◆ **Aim of the task**: Starting from the line in which "Give the outline of every instance of the fallen" appears, output every line down to the last line of the data below, exactly and without anything more.

◆ **Material shown**:
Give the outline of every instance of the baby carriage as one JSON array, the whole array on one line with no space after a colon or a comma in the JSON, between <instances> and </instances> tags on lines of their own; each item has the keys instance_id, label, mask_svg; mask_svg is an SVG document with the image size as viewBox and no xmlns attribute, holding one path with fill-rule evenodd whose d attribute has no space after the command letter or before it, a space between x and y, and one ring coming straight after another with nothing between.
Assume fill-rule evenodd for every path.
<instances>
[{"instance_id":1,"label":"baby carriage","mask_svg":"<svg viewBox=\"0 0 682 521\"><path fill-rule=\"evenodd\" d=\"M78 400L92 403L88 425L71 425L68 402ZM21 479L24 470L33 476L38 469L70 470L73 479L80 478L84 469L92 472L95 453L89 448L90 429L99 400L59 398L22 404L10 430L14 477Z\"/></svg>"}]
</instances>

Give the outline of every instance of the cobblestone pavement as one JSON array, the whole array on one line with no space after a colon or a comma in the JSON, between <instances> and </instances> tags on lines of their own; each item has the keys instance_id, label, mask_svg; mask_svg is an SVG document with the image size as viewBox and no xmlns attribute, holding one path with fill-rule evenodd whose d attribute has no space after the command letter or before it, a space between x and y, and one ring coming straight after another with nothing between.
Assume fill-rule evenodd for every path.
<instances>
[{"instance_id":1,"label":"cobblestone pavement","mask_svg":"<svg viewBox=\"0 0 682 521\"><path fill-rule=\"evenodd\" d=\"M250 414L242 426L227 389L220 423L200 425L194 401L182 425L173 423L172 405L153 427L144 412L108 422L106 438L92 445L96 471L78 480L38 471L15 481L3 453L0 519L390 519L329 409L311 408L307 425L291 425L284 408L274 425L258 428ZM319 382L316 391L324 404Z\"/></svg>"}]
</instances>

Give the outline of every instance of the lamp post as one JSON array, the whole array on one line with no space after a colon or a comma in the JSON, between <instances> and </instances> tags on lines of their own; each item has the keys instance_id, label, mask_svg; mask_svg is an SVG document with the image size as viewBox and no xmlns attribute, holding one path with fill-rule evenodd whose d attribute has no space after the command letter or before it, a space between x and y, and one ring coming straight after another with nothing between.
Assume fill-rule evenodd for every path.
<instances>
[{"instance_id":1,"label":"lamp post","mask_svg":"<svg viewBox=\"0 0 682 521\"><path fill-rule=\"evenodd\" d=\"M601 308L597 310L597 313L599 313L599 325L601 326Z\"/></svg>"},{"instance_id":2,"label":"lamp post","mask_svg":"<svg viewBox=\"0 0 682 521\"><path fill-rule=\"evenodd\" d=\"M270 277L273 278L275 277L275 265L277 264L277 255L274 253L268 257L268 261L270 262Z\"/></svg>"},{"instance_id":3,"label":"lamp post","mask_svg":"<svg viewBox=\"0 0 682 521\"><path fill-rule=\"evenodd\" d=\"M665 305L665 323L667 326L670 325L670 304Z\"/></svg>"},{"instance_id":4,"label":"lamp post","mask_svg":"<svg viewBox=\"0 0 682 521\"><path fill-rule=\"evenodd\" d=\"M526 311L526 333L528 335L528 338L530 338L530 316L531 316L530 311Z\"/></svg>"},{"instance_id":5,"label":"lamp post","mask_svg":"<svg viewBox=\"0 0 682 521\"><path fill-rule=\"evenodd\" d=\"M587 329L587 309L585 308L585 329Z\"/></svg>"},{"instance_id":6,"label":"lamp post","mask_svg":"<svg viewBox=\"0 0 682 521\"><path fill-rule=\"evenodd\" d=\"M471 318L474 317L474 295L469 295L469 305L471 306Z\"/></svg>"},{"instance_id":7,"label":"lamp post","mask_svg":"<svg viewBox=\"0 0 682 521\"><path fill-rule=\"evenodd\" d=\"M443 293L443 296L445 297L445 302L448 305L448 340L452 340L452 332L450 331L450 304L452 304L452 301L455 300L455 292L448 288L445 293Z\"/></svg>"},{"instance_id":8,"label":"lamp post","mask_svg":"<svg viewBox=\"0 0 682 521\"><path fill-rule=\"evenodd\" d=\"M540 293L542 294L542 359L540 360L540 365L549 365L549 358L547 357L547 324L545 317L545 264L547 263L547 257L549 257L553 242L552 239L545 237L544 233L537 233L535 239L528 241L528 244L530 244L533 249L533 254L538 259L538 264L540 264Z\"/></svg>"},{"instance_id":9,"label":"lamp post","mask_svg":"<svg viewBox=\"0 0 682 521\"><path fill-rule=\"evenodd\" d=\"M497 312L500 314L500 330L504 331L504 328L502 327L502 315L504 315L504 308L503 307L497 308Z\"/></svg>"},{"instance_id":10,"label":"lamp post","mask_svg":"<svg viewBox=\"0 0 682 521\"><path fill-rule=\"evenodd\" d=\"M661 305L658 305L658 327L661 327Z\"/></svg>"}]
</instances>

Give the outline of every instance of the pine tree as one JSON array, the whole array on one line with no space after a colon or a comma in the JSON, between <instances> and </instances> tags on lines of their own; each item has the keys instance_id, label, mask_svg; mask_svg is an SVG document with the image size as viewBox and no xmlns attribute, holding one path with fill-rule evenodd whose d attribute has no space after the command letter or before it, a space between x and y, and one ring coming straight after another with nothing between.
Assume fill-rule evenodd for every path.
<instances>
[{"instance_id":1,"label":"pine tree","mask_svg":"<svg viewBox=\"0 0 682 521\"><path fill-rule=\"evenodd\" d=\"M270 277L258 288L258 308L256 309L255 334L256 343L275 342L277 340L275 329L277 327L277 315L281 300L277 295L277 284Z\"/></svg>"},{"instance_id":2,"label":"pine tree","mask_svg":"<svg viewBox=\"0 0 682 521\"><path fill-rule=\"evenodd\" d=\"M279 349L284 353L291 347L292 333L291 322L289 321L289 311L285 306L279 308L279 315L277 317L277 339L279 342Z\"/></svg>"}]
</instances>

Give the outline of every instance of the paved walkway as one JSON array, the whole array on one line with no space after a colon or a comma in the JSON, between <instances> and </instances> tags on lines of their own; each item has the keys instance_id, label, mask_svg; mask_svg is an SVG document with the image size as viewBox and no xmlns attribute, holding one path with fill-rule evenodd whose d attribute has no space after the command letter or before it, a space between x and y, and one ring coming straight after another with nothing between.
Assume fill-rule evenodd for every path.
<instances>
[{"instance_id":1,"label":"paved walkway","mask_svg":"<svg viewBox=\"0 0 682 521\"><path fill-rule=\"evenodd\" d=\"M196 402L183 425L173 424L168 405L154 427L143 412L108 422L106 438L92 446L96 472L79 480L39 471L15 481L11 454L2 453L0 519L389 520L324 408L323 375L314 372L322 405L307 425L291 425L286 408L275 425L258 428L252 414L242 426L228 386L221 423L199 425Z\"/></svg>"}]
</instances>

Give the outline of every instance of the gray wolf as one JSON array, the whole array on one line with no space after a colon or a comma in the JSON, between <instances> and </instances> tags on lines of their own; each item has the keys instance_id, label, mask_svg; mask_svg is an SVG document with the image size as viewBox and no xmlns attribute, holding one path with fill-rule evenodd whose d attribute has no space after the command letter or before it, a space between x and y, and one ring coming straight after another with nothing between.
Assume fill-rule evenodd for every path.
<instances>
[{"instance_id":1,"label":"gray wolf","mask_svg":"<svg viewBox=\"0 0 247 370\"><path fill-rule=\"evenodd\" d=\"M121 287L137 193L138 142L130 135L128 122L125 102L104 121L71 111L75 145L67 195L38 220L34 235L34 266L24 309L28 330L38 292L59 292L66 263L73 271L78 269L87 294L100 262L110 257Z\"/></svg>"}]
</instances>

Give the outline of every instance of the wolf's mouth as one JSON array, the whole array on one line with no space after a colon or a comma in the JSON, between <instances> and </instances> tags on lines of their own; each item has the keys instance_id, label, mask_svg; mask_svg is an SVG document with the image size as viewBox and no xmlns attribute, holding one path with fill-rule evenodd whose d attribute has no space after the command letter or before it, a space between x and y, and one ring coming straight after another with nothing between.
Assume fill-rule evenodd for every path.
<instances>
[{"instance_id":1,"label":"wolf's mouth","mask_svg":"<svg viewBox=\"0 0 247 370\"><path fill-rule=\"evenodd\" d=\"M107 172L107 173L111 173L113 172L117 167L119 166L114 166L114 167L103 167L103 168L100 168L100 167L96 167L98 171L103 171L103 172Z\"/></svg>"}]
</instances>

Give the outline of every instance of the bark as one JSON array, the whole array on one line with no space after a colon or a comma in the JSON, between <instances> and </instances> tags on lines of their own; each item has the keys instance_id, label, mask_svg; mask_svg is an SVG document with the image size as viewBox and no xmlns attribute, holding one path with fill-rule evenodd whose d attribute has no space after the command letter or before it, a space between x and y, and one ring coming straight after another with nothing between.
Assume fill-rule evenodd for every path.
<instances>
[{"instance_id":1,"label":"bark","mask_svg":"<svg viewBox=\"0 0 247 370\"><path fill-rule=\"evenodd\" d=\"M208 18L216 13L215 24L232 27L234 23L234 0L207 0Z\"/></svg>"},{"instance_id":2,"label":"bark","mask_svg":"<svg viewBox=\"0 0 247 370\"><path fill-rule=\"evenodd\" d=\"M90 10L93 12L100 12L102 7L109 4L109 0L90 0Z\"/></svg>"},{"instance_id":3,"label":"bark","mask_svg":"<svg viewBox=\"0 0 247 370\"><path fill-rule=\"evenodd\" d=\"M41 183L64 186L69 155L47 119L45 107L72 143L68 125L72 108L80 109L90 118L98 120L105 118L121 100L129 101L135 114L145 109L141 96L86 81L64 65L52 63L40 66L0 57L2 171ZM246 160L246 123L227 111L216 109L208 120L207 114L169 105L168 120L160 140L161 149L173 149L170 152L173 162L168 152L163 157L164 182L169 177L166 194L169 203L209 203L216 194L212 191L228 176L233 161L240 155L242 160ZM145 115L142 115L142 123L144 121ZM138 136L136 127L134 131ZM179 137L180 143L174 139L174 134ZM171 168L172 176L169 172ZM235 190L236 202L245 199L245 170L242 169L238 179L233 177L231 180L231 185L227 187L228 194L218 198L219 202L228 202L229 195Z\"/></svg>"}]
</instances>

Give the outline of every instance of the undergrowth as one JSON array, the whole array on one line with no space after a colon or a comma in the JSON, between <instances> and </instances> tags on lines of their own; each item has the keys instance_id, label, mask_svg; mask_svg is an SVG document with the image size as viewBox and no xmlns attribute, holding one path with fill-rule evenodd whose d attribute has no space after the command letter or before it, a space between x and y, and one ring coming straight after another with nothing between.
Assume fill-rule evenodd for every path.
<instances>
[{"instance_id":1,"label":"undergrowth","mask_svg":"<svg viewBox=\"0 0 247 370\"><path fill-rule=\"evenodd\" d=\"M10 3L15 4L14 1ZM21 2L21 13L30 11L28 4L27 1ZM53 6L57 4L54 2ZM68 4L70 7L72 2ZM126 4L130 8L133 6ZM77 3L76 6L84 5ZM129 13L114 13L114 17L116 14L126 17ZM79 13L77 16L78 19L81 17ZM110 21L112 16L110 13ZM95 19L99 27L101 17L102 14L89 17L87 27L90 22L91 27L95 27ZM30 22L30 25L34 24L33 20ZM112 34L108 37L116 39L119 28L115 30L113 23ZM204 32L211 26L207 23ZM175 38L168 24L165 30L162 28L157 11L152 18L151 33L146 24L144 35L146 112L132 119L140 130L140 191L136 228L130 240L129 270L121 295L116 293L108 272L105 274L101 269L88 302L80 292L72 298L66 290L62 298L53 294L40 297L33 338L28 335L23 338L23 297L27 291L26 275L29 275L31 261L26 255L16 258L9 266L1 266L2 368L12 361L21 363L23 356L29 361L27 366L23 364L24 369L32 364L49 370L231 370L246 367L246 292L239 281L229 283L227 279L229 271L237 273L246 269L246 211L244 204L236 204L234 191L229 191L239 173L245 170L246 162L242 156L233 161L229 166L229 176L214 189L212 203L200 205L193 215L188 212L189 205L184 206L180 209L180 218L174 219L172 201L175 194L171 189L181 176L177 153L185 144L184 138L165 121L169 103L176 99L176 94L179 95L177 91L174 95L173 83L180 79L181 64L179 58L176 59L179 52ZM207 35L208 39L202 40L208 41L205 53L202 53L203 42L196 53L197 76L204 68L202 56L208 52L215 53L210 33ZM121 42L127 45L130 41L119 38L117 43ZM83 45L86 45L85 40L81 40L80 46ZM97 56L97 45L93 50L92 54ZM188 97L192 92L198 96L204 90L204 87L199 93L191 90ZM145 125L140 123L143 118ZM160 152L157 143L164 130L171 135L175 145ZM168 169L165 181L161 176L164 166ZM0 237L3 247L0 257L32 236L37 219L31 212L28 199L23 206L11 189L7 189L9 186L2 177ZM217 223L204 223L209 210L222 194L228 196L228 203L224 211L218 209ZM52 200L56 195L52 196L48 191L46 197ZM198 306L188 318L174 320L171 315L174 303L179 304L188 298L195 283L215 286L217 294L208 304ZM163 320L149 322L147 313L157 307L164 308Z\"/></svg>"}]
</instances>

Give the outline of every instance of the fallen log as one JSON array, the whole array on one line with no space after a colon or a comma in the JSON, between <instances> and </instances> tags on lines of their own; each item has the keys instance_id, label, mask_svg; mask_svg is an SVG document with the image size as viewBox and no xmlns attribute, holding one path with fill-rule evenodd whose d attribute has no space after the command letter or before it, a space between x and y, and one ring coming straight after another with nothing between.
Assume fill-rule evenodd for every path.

◆ **Response to the task**:
Give the outline of every instance of the fallen log as one JSON array, the whole array on one line with no space after a colon or a comma in the JSON, between <instances> and </instances> tags on lines of their own; each item has the keys instance_id, label, mask_svg; mask_svg is an SVG document with the image size as viewBox and no xmlns attribute, holding one path with fill-rule evenodd whose d attribute has no space after the command letter or before it, a space between x and y, and one ring coming straight after another with nothing between.
Assume fill-rule evenodd for every path.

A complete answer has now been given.